**Natural language region descriptions**
================
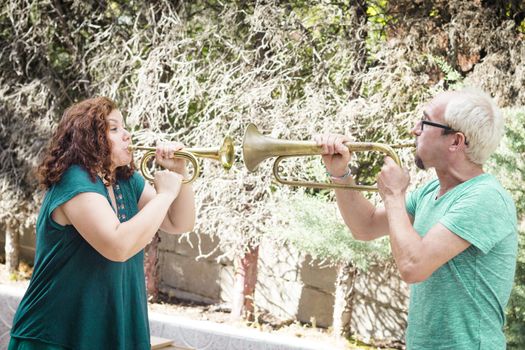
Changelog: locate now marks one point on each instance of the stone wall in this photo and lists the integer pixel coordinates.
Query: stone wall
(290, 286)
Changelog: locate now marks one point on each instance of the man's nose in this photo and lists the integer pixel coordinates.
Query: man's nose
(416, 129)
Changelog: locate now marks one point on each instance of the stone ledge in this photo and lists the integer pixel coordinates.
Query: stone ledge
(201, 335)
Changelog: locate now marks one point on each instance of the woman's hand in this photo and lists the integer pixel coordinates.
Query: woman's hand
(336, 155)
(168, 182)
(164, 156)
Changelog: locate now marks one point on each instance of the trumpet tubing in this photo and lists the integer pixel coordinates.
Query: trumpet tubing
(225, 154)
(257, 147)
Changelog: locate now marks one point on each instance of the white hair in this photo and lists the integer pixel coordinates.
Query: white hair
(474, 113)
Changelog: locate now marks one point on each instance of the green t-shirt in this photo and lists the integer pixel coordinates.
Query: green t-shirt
================
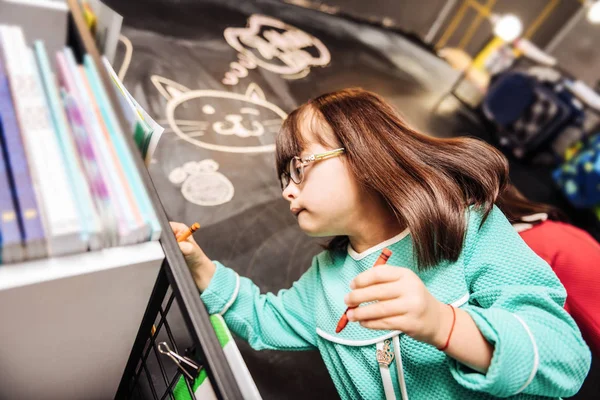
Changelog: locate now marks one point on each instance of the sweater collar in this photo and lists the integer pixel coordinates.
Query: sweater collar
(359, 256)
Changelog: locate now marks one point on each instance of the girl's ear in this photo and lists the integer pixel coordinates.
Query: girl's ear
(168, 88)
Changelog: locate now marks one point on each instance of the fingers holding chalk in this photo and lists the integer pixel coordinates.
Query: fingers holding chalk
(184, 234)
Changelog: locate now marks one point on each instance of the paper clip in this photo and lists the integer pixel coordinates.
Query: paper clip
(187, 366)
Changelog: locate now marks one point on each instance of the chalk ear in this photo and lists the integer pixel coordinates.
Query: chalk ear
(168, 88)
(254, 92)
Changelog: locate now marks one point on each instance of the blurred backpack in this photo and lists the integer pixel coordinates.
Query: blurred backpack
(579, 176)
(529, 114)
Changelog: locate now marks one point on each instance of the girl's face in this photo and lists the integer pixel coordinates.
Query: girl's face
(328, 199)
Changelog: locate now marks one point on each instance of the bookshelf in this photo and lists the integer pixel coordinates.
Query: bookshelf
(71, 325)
================
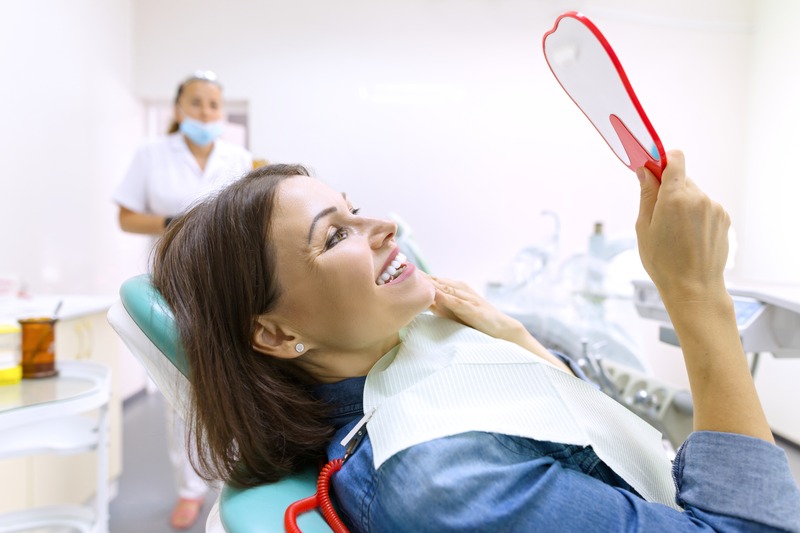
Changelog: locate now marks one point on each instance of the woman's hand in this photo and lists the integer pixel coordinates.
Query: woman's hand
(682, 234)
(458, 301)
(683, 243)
================
**Goal of the exercise**
Whenever the string "shirt" occurs in a line of the entries above, copy that line.

**Expected output**
Changelog: locate now marks one point on each instance of the green t-shirt in this photo and lists the integer pixel coordinates.
Query: green t-shirt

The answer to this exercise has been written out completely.